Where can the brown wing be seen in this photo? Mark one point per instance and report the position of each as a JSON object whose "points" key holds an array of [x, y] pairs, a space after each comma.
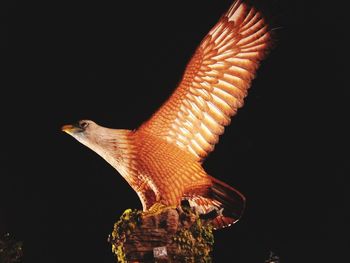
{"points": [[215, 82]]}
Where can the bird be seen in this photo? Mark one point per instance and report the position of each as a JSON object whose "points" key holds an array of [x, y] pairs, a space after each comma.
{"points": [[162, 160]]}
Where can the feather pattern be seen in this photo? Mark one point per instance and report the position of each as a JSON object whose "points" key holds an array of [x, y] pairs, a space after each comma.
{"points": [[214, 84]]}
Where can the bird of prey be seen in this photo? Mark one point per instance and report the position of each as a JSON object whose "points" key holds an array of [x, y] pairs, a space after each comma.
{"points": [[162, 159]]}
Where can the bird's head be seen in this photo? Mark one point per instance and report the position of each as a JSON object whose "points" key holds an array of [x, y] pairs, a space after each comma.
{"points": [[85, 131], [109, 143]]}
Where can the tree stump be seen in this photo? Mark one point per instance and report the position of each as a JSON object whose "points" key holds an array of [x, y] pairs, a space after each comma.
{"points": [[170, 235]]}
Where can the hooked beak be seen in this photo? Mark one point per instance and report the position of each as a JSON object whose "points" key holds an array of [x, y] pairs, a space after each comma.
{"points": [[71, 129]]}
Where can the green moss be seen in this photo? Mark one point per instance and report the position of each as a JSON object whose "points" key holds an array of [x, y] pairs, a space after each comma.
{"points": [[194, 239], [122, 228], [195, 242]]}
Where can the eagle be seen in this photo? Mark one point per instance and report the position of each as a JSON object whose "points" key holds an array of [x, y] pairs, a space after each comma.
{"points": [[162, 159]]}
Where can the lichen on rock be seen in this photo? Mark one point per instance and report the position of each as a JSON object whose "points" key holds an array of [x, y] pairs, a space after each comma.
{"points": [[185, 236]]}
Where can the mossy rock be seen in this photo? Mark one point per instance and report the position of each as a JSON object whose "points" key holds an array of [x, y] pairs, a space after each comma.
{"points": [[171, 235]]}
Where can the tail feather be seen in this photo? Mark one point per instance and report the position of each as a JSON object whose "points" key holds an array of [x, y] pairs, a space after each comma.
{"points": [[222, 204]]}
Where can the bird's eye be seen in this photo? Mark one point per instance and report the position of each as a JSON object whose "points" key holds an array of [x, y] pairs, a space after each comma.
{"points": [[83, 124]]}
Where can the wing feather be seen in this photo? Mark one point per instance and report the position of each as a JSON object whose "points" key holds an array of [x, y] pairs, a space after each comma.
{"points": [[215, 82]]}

__________

• Work order
Only the records, copied exactly and free of pictures, belong in the answer.

• Answer to this task
Where can the brown wing be seen in this photo? Mark one point per instance and report the position of each as a JSON object whose "points" key holds an array of [x, y] pairs, a space after each comma.
{"points": [[215, 82]]}
Where can the bird be seen in this photo? Mark one point per instance and report the position of each as a JSON object whose "points" key holds an array of [x, y] pairs, a space after each comma.
{"points": [[162, 160]]}
Where can the feather pattern be seen in this photo? Mark one point per instance and report the position of each as a JSON object whose "points" key holds an array of [x, y] pairs, a space after each comma.
{"points": [[214, 84]]}
Where can the bird of prey be seen in this photo? Mark one point per instance and report the position of each as a JSON object whose "points" key holds an array of [x, y] pairs, a space after each comma.
{"points": [[162, 159]]}
Where can the bird's head be seen in this photo? Mark one point per instance and report the position of each as a JSON object whose "points" key holds an array of [x, y] pairs, a space after each comma.
{"points": [[85, 131], [109, 143]]}
Where can the tree stump be seen in this photo? Mark one point per instance and report the position of each as a JSON object whose "points" key holds an array of [x, y] pairs, a space after each comma.
{"points": [[170, 235]]}
Where can the hooked beak be seen in this photo? Mark one point per instance and report the position of each as a JSON object whose "points" key holds an array of [x, y] pairs, a space after each comma.
{"points": [[71, 129]]}
Where can the green moss be seen in this photo? Mark one point per instance and report the position of each as a JSON object whose "points" key holds an array of [x, y] pairs, a space after each comma.
{"points": [[194, 239], [122, 228], [195, 242]]}
Where can the eagle be seen in this photo? Mark one point per instance and report the position of each as a JSON object whose "points" key holds an array of [x, y] pairs, a space after each comma.
{"points": [[162, 159]]}
Where can the lichen on rock be seen in this photo? Mark one point per instance and report the position of each as a JSON object whose "points" key holds an array of [x, y] pairs, a space after each comma.
{"points": [[185, 236]]}
Where can the mossy rock be seen in this photo? Mark one point per instance and report the position of each as a JSON object whose "points" key holds an array of [x, y] pairs, a space after each comma.
{"points": [[171, 235]]}
Where can the tail feather be seen in this photo? Mark one point per instance and report the position of each as a JSON object whose "points" key holds an array of [x, y] pairs, a space after each comma.
{"points": [[222, 204]]}
Where can the bird's eye be seen in this photo? Mark one point per instance and report the position of each as a JSON object whose "points" key holds an array of [x, y] pairs, a space after each comma.
{"points": [[83, 124]]}
Where can the wing feather be seen in this photo? Mark one point per instance and report the position of each as a JSON object whose "points" key holds an array of [x, y] pairs, a space after each comma.
{"points": [[215, 82]]}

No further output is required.